> **Required work**
Each entry shown below is to be reproduced exactly.

> **Input data**
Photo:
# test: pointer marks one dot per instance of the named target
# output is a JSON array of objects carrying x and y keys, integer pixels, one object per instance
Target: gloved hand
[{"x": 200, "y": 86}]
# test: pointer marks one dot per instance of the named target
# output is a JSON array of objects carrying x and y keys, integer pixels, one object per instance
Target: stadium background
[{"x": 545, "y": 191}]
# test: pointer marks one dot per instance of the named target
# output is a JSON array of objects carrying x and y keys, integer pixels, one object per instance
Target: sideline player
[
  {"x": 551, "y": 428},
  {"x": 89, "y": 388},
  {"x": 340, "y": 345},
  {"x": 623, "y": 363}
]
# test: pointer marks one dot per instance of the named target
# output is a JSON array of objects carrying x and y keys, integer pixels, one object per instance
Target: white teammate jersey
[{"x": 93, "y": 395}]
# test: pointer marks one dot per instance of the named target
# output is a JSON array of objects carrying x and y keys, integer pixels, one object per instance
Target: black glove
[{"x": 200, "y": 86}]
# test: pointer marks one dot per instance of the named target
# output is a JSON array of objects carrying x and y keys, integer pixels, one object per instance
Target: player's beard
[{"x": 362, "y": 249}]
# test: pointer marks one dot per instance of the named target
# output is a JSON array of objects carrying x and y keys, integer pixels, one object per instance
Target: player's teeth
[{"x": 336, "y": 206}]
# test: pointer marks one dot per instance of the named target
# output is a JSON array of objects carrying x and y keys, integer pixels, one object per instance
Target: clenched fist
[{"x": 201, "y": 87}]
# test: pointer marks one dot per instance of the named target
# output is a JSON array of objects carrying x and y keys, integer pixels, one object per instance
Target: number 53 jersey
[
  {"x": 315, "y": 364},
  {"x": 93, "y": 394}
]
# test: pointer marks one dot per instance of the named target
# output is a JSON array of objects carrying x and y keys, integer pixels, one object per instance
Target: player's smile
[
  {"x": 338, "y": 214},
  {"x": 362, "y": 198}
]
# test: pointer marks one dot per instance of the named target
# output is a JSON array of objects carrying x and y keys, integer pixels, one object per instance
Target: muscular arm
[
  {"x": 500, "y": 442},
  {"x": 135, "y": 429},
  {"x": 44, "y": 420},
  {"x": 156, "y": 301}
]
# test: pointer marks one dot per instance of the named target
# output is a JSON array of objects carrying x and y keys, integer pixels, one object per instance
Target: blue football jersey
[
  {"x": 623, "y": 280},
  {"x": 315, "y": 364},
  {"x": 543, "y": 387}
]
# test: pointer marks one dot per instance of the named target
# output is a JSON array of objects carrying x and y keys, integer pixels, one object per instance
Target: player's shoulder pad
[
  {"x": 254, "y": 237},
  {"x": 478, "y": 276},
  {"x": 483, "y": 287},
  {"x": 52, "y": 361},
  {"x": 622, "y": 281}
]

> **Answer to this problem**
Photo:
# test: pointer marks one dot per instance of the named target
# output is a JSON array of objects carrying x and y keys, integer pixels, one object per instance
Target: gloved hand
[{"x": 200, "y": 86}]
# test: pointer marks one dot per instance of the named target
# output is a JSON array of objects carrying x and y keys, integer pixels, one object per instance
Target: stadium background
[{"x": 545, "y": 191}]
# test: pointer marks one dot per instance of the named target
# output is a JSON array of objects carrying x and y keys, integer pixels, one object per instance
Target: sideline player
[
  {"x": 551, "y": 428},
  {"x": 89, "y": 388},
  {"x": 340, "y": 345},
  {"x": 623, "y": 363}
]
# test: pointer marks one dot per instance of the named target
# output is a JSON array of objects carrying x and y keys, integer pixels, one object per instance
Target: white teammate jersey
[{"x": 93, "y": 395}]
# test: pointer marks one dot per instance of the named target
# output is a JSON array of objects carrying x and y keys, integer pixels, one object per instance
Target: black glove
[{"x": 200, "y": 86}]
# test: pointer marks one dot per instance of the named target
# output is a JSON array of objects carrying x and y keys, integer pixels, one object per instance
Target: player's beard
[{"x": 362, "y": 249}]
# test: pointer marks one dot per instance of the named target
# output is a JSON array of objects carrying x and y keys, integer pixels, one object per instance
Target: player's teeth
[{"x": 336, "y": 206}]
# test: pointer marks one dot per instance of the named target
# output is a JSON array of objects carrying x and y keys, integer pixels, one object per instance
Target: clenched fist
[{"x": 201, "y": 87}]
# test: pointer marks one dot per instance of the named target
# output is a JSON array of objects carrying x and y keys, integer pixels, one object per instance
Target: number 53 jersey
[
  {"x": 315, "y": 364},
  {"x": 93, "y": 394}
]
# test: pointer marks one dot per instance of the named target
# output is a JSON array of objects carrying x and y keys, integer pixels, one object per instance
Target: player's smile
[
  {"x": 338, "y": 214},
  {"x": 362, "y": 198}
]
# test: pointer marks one dot per instance of the named target
# output is a JSON array of objects carrying x and y keys, integer pixels, one object per instance
Target: muscular arm
[
  {"x": 500, "y": 442},
  {"x": 135, "y": 429},
  {"x": 44, "y": 420},
  {"x": 156, "y": 301}
]
# test: pointer marks one dot per instance of the named target
# output is a JSON array of objects carrying x and y keys, integer pixels, one object per instance
Target: blue football jersey
[
  {"x": 623, "y": 280},
  {"x": 315, "y": 364},
  {"x": 543, "y": 387}
]
# test: pointer marks one dot per instance of the named target
# output is a JSON array of objects carrying x and y keys, integer pixels, one object per instance
Target: player's shoulder pad
[
  {"x": 254, "y": 237},
  {"x": 478, "y": 276},
  {"x": 483, "y": 287},
  {"x": 52, "y": 361},
  {"x": 622, "y": 281}
]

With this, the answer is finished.